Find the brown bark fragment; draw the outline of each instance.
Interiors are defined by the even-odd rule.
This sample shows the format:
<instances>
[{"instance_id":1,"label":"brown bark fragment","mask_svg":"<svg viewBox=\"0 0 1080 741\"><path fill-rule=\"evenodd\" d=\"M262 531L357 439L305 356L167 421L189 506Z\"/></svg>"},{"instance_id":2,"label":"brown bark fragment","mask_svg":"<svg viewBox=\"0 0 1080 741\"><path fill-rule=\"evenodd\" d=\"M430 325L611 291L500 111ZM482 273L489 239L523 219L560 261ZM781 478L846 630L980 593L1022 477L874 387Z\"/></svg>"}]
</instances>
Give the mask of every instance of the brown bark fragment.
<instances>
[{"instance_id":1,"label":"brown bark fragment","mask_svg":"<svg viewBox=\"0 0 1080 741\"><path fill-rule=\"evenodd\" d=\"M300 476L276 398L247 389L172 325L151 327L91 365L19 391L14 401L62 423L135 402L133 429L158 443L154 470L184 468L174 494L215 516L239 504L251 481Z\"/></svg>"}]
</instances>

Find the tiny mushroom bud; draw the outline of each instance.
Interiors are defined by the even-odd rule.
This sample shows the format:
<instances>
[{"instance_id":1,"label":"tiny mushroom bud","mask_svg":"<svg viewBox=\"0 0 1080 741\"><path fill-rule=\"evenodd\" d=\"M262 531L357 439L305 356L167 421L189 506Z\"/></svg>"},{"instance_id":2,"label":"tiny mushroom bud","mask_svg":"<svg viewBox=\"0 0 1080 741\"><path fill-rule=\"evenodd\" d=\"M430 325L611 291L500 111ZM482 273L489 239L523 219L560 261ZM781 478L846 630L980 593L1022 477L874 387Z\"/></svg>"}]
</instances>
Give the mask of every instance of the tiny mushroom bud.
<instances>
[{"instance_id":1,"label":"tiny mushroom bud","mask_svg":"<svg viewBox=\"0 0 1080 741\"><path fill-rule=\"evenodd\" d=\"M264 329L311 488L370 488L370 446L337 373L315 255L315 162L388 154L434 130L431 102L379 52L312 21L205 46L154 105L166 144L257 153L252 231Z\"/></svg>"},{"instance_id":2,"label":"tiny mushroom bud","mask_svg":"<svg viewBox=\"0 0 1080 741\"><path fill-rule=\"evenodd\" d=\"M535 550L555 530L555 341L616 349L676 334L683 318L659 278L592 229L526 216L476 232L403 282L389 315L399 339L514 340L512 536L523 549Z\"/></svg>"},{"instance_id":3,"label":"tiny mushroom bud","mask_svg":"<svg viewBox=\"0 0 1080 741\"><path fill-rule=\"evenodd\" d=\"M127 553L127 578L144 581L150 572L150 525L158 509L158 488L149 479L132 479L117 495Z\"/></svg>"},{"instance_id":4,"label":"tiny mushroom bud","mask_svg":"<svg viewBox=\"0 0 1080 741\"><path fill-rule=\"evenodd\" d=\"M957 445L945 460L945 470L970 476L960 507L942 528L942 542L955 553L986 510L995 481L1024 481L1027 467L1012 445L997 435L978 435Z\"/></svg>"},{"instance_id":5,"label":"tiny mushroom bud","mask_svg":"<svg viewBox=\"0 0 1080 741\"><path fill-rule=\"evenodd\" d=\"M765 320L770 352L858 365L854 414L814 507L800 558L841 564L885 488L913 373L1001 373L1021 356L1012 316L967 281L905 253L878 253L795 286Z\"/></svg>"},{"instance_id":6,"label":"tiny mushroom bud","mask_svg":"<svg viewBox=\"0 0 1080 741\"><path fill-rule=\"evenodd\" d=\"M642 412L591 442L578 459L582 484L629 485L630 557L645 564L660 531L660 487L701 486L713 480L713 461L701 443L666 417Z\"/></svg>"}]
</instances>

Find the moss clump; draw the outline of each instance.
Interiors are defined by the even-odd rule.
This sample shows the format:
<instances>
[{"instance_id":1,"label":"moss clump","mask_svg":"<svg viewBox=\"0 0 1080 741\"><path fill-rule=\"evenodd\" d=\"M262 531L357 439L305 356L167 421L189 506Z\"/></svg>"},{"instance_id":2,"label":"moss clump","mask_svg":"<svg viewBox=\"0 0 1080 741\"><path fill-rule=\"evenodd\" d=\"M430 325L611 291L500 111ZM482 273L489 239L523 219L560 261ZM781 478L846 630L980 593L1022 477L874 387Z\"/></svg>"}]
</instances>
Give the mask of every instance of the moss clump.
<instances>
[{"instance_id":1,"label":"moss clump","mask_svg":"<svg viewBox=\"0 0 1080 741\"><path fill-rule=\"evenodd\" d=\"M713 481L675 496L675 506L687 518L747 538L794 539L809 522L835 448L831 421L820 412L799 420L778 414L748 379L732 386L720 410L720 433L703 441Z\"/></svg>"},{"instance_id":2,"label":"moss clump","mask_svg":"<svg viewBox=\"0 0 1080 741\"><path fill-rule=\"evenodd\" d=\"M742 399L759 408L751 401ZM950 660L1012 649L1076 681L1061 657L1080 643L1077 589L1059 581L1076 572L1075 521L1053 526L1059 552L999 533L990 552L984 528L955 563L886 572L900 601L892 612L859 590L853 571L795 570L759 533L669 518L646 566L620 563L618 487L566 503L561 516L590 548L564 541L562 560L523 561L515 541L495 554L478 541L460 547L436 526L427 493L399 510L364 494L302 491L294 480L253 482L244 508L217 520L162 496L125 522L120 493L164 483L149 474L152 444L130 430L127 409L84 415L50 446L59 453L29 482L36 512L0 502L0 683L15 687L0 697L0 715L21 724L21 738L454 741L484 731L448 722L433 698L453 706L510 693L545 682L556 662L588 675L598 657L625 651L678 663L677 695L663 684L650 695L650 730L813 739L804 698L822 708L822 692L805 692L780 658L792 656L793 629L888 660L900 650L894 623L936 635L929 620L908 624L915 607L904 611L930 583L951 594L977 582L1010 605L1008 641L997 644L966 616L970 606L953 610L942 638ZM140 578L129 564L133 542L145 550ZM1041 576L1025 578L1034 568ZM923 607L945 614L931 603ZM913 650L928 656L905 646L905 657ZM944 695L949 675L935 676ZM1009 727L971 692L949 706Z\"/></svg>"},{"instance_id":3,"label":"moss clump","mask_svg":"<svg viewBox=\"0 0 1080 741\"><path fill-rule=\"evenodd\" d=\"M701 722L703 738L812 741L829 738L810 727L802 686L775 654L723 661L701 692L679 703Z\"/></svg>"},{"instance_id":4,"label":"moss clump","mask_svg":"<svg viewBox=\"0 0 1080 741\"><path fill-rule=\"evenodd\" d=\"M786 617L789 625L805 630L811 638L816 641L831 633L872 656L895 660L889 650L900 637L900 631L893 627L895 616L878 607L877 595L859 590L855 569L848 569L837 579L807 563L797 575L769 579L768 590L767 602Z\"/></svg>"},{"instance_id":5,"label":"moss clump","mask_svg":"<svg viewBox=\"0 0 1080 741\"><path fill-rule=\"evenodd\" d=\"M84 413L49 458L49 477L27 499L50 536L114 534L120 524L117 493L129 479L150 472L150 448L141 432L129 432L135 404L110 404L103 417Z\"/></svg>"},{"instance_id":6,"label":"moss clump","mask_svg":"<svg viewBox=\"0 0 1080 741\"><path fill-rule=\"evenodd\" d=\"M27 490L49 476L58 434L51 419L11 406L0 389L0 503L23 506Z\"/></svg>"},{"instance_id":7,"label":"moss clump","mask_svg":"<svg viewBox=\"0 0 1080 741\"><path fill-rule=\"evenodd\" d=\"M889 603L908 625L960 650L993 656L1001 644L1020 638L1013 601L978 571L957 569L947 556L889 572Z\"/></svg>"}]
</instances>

GIVEN TASK =
Every entry should be printed again exactly as it stands.

RESULT OF THE TASK =
Find the brown bark fragment; draw the outline of each instance.
Interiors are defined by the even-odd rule.
This sample shows the format:
<instances>
[{"instance_id":1,"label":"brown bark fragment","mask_svg":"<svg viewBox=\"0 0 1080 741\"><path fill-rule=\"evenodd\" d=\"M262 531L357 439L305 356L167 421L189 506Z\"/></svg>"},{"instance_id":2,"label":"brown bark fragment","mask_svg":"<svg viewBox=\"0 0 1080 741\"><path fill-rule=\"evenodd\" d=\"M430 325L611 291L500 111ZM482 273L489 239L523 219L560 261ZM781 478L846 630L980 593L1022 477L874 387Z\"/></svg>"}]
</instances>
Give the mask of every instance of the brown bark fragment.
<instances>
[{"instance_id":1,"label":"brown bark fragment","mask_svg":"<svg viewBox=\"0 0 1080 741\"><path fill-rule=\"evenodd\" d=\"M300 476L276 398L247 389L172 325L151 327L91 365L19 391L14 401L62 423L135 402L133 429L158 443L154 470L184 468L174 494L215 516L239 504L251 481Z\"/></svg>"}]
</instances>

Find the tiny mushroom bud; draw the outline of each instance.
Interiors are defined by the even-odd rule.
This sample shows the format:
<instances>
[{"instance_id":1,"label":"tiny mushroom bud","mask_svg":"<svg viewBox=\"0 0 1080 741\"><path fill-rule=\"evenodd\" d=\"M262 531L357 439L305 356L167 421L189 506Z\"/></svg>"},{"instance_id":2,"label":"tiny mushroom bud","mask_svg":"<svg viewBox=\"0 0 1080 741\"><path fill-rule=\"evenodd\" d=\"M430 325L611 291L500 111ZM482 273L489 239L523 219L560 261ZM781 478L846 630L980 593L1022 477L874 387Z\"/></svg>"}]
</instances>
Give the mask of every instance of the tiny mushroom bud.
<instances>
[{"instance_id":1,"label":"tiny mushroom bud","mask_svg":"<svg viewBox=\"0 0 1080 741\"><path fill-rule=\"evenodd\" d=\"M264 329L311 488L370 488L370 446L337 373L315 255L315 162L388 154L434 130L431 102L379 52L312 21L205 46L154 105L166 144L257 153L252 231Z\"/></svg>"},{"instance_id":2,"label":"tiny mushroom bud","mask_svg":"<svg viewBox=\"0 0 1080 741\"><path fill-rule=\"evenodd\" d=\"M535 550L555 530L555 341L616 349L676 334L683 318L659 278L592 229L526 216L476 232L403 282L389 315L399 339L514 340L512 536L523 549Z\"/></svg>"},{"instance_id":3,"label":"tiny mushroom bud","mask_svg":"<svg viewBox=\"0 0 1080 741\"><path fill-rule=\"evenodd\" d=\"M127 553L127 578L144 581L150 572L150 525L158 509L158 488L149 479L132 479L117 495Z\"/></svg>"},{"instance_id":4,"label":"tiny mushroom bud","mask_svg":"<svg viewBox=\"0 0 1080 741\"><path fill-rule=\"evenodd\" d=\"M957 445L945 460L945 470L970 476L960 507L942 528L942 542L955 553L986 510L995 481L1024 481L1027 467L1012 445L997 435L978 435Z\"/></svg>"},{"instance_id":5,"label":"tiny mushroom bud","mask_svg":"<svg viewBox=\"0 0 1080 741\"><path fill-rule=\"evenodd\" d=\"M765 320L770 352L858 365L854 414L814 507L800 558L841 564L885 488L913 373L1001 373L1021 356L1012 316L967 281L905 253L878 253L795 286Z\"/></svg>"},{"instance_id":6,"label":"tiny mushroom bud","mask_svg":"<svg viewBox=\"0 0 1080 741\"><path fill-rule=\"evenodd\" d=\"M642 412L591 442L578 459L582 484L629 485L630 557L645 564L660 531L660 487L701 486L713 480L713 461L701 443L666 417Z\"/></svg>"}]
</instances>

Find the moss clump; draw the outline of each instance.
Interiors are defined by the even-odd rule.
This sample shows the format:
<instances>
[{"instance_id":1,"label":"moss clump","mask_svg":"<svg viewBox=\"0 0 1080 741\"><path fill-rule=\"evenodd\" d=\"M262 531L357 439L305 356L167 421L189 506Z\"/></svg>"},{"instance_id":2,"label":"moss clump","mask_svg":"<svg viewBox=\"0 0 1080 741\"><path fill-rule=\"evenodd\" d=\"M430 325L611 291L500 111ZM482 273L489 239L523 219L560 261ZM781 478L846 630L980 593L1022 477L874 387Z\"/></svg>"}]
</instances>
Give the mask of every instance of the moss clump.
<instances>
[{"instance_id":1,"label":"moss clump","mask_svg":"<svg viewBox=\"0 0 1080 741\"><path fill-rule=\"evenodd\" d=\"M713 481L675 496L675 506L687 518L747 538L794 539L809 522L835 448L831 421L820 412L799 420L778 414L748 379L732 386L720 410L720 433L703 441Z\"/></svg>"},{"instance_id":2,"label":"moss clump","mask_svg":"<svg viewBox=\"0 0 1080 741\"><path fill-rule=\"evenodd\" d=\"M742 399L759 408L751 401ZM950 660L1012 649L1076 681L1061 657L1080 643L1077 589L1059 581L1076 572L1075 521L1053 526L1059 552L999 533L990 552L984 528L955 563L886 572L900 601L892 612L859 590L853 571L795 570L759 533L669 518L646 566L620 563L618 487L566 503L561 516L590 548L564 541L562 560L523 561L515 541L495 554L478 541L460 547L436 526L427 493L399 510L364 494L302 491L294 480L253 482L244 508L217 520L162 496L125 522L120 493L164 483L149 474L152 444L130 430L127 409L84 415L50 446L59 453L29 482L36 512L0 502L0 683L15 687L0 697L0 715L21 724L21 738L454 741L484 731L448 722L433 698L453 706L510 693L545 682L556 662L588 675L598 657L625 651L678 663L677 695L663 684L650 695L650 730L813 739L804 698L822 708L822 692L805 692L780 658L792 656L793 629L888 660L900 650L894 623L936 635L929 620L908 624L915 607L904 611L930 583L951 594L977 582L1010 605L1008 641L997 644L966 616L970 606L953 610L942 638ZM140 578L129 564L133 542L145 550ZM1041 576L1025 578L1034 568ZM923 607L945 614L931 603ZM913 650L928 656L905 646L905 657ZM944 695L949 675L935 676ZM1009 727L971 692L949 706Z\"/></svg>"},{"instance_id":3,"label":"moss clump","mask_svg":"<svg viewBox=\"0 0 1080 741\"><path fill-rule=\"evenodd\" d=\"M701 722L703 738L812 741L829 738L810 727L802 686L775 654L723 661L701 692L679 703Z\"/></svg>"},{"instance_id":4,"label":"moss clump","mask_svg":"<svg viewBox=\"0 0 1080 741\"><path fill-rule=\"evenodd\" d=\"M786 617L789 625L805 630L811 638L816 641L831 633L872 656L895 660L889 650L900 637L900 631L893 627L895 616L878 607L877 595L859 590L855 569L848 569L837 579L807 563L797 575L769 579L768 590L767 602Z\"/></svg>"},{"instance_id":5,"label":"moss clump","mask_svg":"<svg viewBox=\"0 0 1080 741\"><path fill-rule=\"evenodd\" d=\"M84 413L49 458L49 477L27 499L50 536L114 534L120 524L117 493L129 479L150 472L150 448L141 432L129 432L135 404L110 404L103 417Z\"/></svg>"},{"instance_id":6,"label":"moss clump","mask_svg":"<svg viewBox=\"0 0 1080 741\"><path fill-rule=\"evenodd\" d=\"M27 490L49 476L58 434L51 419L11 406L0 389L0 503L23 506Z\"/></svg>"},{"instance_id":7,"label":"moss clump","mask_svg":"<svg viewBox=\"0 0 1080 741\"><path fill-rule=\"evenodd\" d=\"M889 603L908 625L960 650L993 656L1001 644L1020 638L1013 601L978 571L957 569L947 556L889 572Z\"/></svg>"}]
</instances>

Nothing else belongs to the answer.